* [TEXTBLOCK]

━━━━

Profilierungssüchtige Richter?
Tages-Anzeiger online berichtet über ein Urteil im Kanton BL, das vorerst lokal und nun auch regional beachtet wird, weil ein Einzelrichter massiv über einen Antrag der Staatsanwaltschaft hinaus gegangen ist. Aus meiner Erfahrung ist das nicht so aussergewöhnlich und kann im Einzelfall durchaus auch sachlich erklärbare Gründe haben. Eines stelle ich allerdings auch fest: solche Einzelfälle ergeben sich fast nur, wenn die Presse mit im Saal sitzt. Ein ganz schlechtes Zeichen aus der Sicht der Beschuldigten ist es in der Regel, wenn das Gericht vor einem Prozess sogar Pressemitteilungen lanciert und den Verhandlungsort in grosse Säle ausserhalb der ordentlichen Gerichtsgebäude verlegt (Mögliche Ausnahme: Beschuldigte sind angesehen und einflussreich).

━━━━

Daten zum Zeigen auf Regionen
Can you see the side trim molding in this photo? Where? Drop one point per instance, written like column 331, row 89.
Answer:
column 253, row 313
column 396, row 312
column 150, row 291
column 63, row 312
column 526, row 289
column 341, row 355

━━━━

Schreibe den Text über das Urteil im Kanton BL weiter, beginnend nach seinem letzten Satz.

* [LÖSUNG ZUR AUFGABE]
Vermutlich war der Angeschuldigte nicht verteidigt und dann werden die Richter plötzlich “mutig”. Ansonsten gilt ja die Devise “ja keinen fehler machen, ja keinen fehler machen, rechtsmittelsicher, rechtsmittelsicher” (jedenfalls kein eigenes Urteil). Sofern die Richter bereit sind, auf beide Seiten vom staatsanwaltschaftlichen Strafantrag abzuweichen (und damit ein eigenes Urteil – eben ein Urteil – zu fällen), wäre ja nichts dagegen einzuwenden. Bemerkenswert an dieser Geschichte ist aber vor allem, dass normalerweise der Antrag der Staatsanwaltschaft richterlich durchgewunken und zum “Urteil” erhoben wird, alles andere ist offenbar aussergewöhnlich. Wozu brauchen wir im Strafrecht überhaupt noch Gerichte? Eine weitere Steilvorlage für die Strafverfolger (die guten Jungs), überrissene Strafanträge zu stellen und das ganze Arsenal strafprozessualer Zwangsmassnahmen einzusetzen.
Der mediale Applaus für dieses Urteil ist jedenfalls zwiespältig.